Data records Block Start

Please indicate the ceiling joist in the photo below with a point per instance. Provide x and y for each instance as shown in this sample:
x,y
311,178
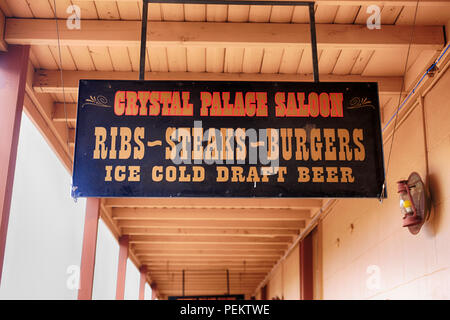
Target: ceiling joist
x,y
204,34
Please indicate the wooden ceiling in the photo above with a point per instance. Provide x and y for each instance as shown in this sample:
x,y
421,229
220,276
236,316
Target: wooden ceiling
x,y
206,237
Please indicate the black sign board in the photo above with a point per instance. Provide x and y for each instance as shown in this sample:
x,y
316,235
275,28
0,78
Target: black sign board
x,y
227,139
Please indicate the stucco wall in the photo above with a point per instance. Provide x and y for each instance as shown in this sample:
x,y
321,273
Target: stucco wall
x,y
367,254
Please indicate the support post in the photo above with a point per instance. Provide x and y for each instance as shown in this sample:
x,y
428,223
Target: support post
x,y
122,266
183,285
306,268
143,39
89,249
143,281
312,26
228,282
13,73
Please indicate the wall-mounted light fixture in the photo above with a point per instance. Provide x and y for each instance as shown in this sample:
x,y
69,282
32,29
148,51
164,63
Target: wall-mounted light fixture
x,y
414,202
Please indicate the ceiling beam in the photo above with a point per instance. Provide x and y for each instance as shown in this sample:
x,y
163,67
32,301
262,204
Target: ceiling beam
x,y
208,252
345,2
205,34
212,224
175,246
209,214
256,203
49,81
209,239
205,231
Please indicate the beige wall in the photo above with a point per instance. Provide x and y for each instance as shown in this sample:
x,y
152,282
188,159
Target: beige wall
x,y
410,267
362,240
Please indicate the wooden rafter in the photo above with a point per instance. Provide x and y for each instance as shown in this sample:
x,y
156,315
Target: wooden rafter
x,y
204,34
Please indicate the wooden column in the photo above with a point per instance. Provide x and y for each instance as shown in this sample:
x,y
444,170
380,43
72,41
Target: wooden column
x,y
122,267
89,248
13,73
154,291
306,268
143,281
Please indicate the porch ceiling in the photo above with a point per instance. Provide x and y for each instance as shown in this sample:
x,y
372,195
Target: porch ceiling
x,y
213,42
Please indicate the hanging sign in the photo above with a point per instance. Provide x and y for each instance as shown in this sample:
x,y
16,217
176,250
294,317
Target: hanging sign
x,y
227,139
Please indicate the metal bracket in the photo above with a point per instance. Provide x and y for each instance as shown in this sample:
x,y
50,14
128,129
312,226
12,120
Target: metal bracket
x,y
312,23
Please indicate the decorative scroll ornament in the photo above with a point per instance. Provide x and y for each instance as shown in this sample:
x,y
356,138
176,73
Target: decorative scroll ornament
x,y
358,102
99,101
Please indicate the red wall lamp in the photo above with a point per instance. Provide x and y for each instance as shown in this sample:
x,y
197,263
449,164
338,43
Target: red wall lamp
x,y
414,202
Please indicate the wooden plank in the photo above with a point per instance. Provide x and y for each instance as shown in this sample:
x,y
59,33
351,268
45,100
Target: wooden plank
x,y
259,13
107,10
252,60
234,58
207,275
328,60
50,81
290,60
88,9
101,58
195,12
207,239
216,13
172,12
281,14
120,59
203,231
213,224
65,113
346,61
66,57
210,214
346,2
188,252
237,247
176,59
215,58
362,61
127,33
257,203
19,8
271,60
82,58
346,14
45,57
129,11
158,60
196,59
238,13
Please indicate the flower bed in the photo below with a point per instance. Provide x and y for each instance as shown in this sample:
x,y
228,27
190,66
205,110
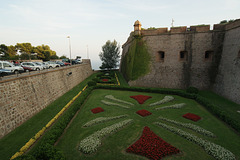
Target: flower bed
x,y
114,104
97,110
102,120
105,80
192,117
152,146
217,151
141,98
189,126
91,143
143,113
175,106
111,97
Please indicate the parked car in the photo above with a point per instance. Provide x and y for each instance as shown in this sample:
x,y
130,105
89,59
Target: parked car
x,y
9,66
53,64
67,63
32,65
5,72
41,64
60,63
27,69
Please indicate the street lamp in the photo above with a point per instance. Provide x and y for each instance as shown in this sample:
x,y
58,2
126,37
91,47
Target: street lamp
x,y
70,48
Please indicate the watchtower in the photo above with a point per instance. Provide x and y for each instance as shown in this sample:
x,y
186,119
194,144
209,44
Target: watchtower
x,y
137,27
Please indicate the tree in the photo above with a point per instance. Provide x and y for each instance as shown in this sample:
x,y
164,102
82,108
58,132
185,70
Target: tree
x,y
63,57
25,48
110,55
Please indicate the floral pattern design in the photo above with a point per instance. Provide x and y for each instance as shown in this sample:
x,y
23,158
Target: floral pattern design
x,y
192,117
152,146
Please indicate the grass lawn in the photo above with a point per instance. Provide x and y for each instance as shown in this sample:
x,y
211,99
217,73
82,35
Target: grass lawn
x,y
12,142
114,145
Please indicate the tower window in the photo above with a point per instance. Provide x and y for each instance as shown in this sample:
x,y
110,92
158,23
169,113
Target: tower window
x,y
160,56
183,55
208,55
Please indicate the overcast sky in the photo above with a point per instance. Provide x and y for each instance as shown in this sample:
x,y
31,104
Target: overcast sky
x,y
92,22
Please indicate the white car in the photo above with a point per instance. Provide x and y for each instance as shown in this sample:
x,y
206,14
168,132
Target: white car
x,y
52,64
9,66
32,65
41,64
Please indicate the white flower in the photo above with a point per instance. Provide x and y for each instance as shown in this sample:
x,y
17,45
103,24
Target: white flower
x,y
189,126
114,104
92,142
102,119
111,97
175,106
212,149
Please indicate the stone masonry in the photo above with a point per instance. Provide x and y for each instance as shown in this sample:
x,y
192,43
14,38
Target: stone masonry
x,y
23,97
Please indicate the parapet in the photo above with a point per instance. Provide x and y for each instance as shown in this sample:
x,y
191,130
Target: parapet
x,y
154,31
182,29
200,28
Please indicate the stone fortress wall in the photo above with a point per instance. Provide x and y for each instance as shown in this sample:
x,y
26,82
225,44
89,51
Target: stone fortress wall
x,y
194,56
23,97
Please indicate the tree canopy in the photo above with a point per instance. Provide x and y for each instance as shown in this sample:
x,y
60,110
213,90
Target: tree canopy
x,y
110,55
27,51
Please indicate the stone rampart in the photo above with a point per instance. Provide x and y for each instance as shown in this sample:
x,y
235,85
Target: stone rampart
x,y
195,56
22,97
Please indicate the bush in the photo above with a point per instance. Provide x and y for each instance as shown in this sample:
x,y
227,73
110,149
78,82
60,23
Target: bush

Data records Block End

* [Exercise objective]: Your copy should match every entry above exactly and contain no pictures.

* [Exercise output]:
Please indicate the ceiling joist in the photo below with a point per instance. Provide x and y for each instance as shown in this sample:
x,y
311,178
Target: ceiling joist
x,y
204,34
Please indicate the wooden ceiling in the photo above with a point per instance. Provide x and y for each instance as shown in this sample:
x,y
421,229
220,276
236,316
Target: wooden ceiling
x,y
206,237
Please indicate the black sign board in the photo above with a point per instance. Provide x and y for each instance as shown in this sample:
x,y
316,235
275,28
0,78
Target: black sign board
x,y
227,139
Please indicate the stucco wall in the photo above with a point per instance. Provide x and y for each instance as shown in this sample:
x,y
321,273
Target: stucco wall
x,y
367,254
Please indicate the support post in the photo above with a point per instance. Provide x and y for each instance as shown in this sample:
x,y
428,223
Target: support post
x,y
122,266
183,285
306,268
143,39
89,249
143,281
312,26
228,282
13,73
Please indicate the wall-mounted light fixture in the photo above with a point per instance. Provide x and y for each instance as shown in this sample:
x,y
69,282
32,29
148,51
164,63
Target: wall-mounted light fixture
x,y
414,202
Please indicate the ceiling beam in the photo above with a point per instance. Provide x and y for each instance as shown in this sample:
x,y
163,67
32,301
262,204
Target: ceiling beam
x,y
208,252
345,2
205,34
212,224
175,246
209,214
256,203
49,81
209,239
205,231
Please indicate the beige wall in the photo above with a point per instance. Provide x and y for each instance as shown in this sample:
x,y
152,282
188,159
Target: beige wall
x,y
410,267
362,240
Please indicate the wooden rafter in the photo above with a point per instance. Provide x and y for each instance as shown in this sample:
x,y
156,315
Target: wooden rafter
x,y
204,34
Please indicate the wooden column in the photo above with a point per instance. Provide x and y for each instance as shown in this sample:
x,y
444,170
380,43
72,41
Target: wooden column
x,y
122,267
89,248
13,73
154,291
306,268
143,281
Please indicate the porch ceiling in the photo above with a point per instance. Provide x and y for each instance as shown in this sample:
x,y
372,195
Target: porch ceiling
x,y
213,42
Please indicate the hanging sign in the photo above with a point per instance. Provide x and y for each instance as shown in this sample:
x,y
16,217
176,250
294,317
Target: hanging sign
x,y
227,139
Please indicate the metal bracket in the photo above with a point per instance. Provide x and y for each instance as shown in this sample:
x,y
50,14
128,129
312,226
12,120
Target: metal bracket
x,y
312,23
Please indicate the decorative scroll ornament in the photo above with a point per instance. Provide x and y for each instance as shown in this sample:
x,y
356,138
176,73
Target: decorative scroll ornament
x,y
358,102
99,101
Please indicate the red wall lamp in the photo above with a point per instance. Provide x and y for each instance as shown in this sample:
x,y
197,263
449,164
338,43
Target: red wall lamp
x,y
414,202
Please indicate the wooden plank in the photo above with a point per instance. Provide x and y for each instance as shown in this sample:
x,y
59,33
351,268
45,100
Target: wooden plank
x,y
259,13
107,10
252,60
234,58
207,275
328,60
50,81
290,60
88,9
101,58
195,12
207,239
216,13
172,12
281,14
120,59
203,231
213,224
65,113
346,61
66,57
210,214
346,2
188,252
237,247
176,59
215,58
362,61
127,33
257,203
19,8
271,60
82,58
346,14
45,57
129,11
158,60
196,59
238,13
Please indicate the flower bed in the photo below with a point per instance. Provide x and y for each instance as shown in this sample:
x,y
228,27
190,66
205,110
Target: flower bed
x,y
114,104
97,110
102,120
105,80
192,117
152,146
217,151
141,98
189,126
91,143
143,113
175,106
111,97
Please indicate the parked car in the photo above with a point per instance. Provide x and y for each instance as shown in this sample:
x,y
130,105
89,59
Target: parked car
x,y
9,66
53,64
67,63
32,65
5,72
41,64
60,63
27,69
Please indicate the street lamp in the photo above with a point per instance. Provide x and y for each instance as shown in this sample:
x,y
58,2
126,37
91,47
Target: street lamp
x,y
70,48
Please indicate the watchtower in the photo above with a point per instance. Provide x and y for each instance as shown in this sample:
x,y
186,119
194,144
209,44
Target: watchtower
x,y
137,27
Please indicate the tree in the photo above with a point per instance. Provide x and y for each instance as shown in this sample:
x,y
164,102
82,108
58,132
185,70
Target: tree
x,y
63,57
25,48
110,55
Please indicate the floral pattern design in the photo above with a point per instance. Provide x and y for each instance as shown in this sample:
x,y
23,158
Target: floral pattern design
x,y
192,117
152,146
Please indicate the grass lawn in the photo above with a point per instance. Provide x and y for each instance as shown in this sample:
x,y
211,99
217,73
82,35
Target: grass lawn
x,y
12,142
114,145
Please indicate the tower window in the photo above with a point per instance. Provide x and y for each instance as shown in this sample:
x,y
110,92
158,23
169,113
Target: tower window
x,y
160,56
183,55
208,55
Please indicate the overcast sky in the photo above with a point per instance. Provide x and y for each instance as shown in this sample:
x,y
31,104
Target: overcast sky
x,y
92,22
Please indicate the white car in the photo above with a point per instance. Provide x and y for each instance as shown in this sample:
x,y
206,14
168,132
Target: white car
x,y
52,64
9,66
32,65
41,64
Please indicate the white flower in the photo above with a point per instance. Provide x and y for each instance as shown in this sample:
x,y
17,45
103,24
Target: white flower
x,y
189,126
114,104
92,142
102,119
111,97
175,106
212,149
Please indicate the stone masonry in the photo above with a point per instance. Provide x and y for each instance as shown in this sample:
x,y
192,43
14,38
Target: stone masonry
x,y
23,97
Please indicate the parapet in the photo above with a point per instance. Provide x and y for each instance as shown in this sample:
x,y
191,130
Target: parapet
x,y
154,31
182,29
200,28
Please indicate the stone fortress wall in the photo above with a point per instance. Provide x and y for each instance as shown in this sample:
x,y
26,82
225,44
89,51
Target: stone fortress wall
x,y
194,56
23,97
Please indicate the tree canopy in the photo above with a point per instance. Provide x and y for each instance as shown in this sample:
x,y
60,110
213,90
Target: tree canopy
x,y
110,55
27,51
Please indicate the stone rampart in the photo above with a point per instance. Provide x and y for each instance as shown in this sample:
x,y
235,85
Target: stone rampart
x,y
195,56
22,97
Please indicate the bush in the photo above with a point per instance. Provide x and y for each instance as shown in this sample:
x,y
227,73
110,149
78,82
60,23
Target: bush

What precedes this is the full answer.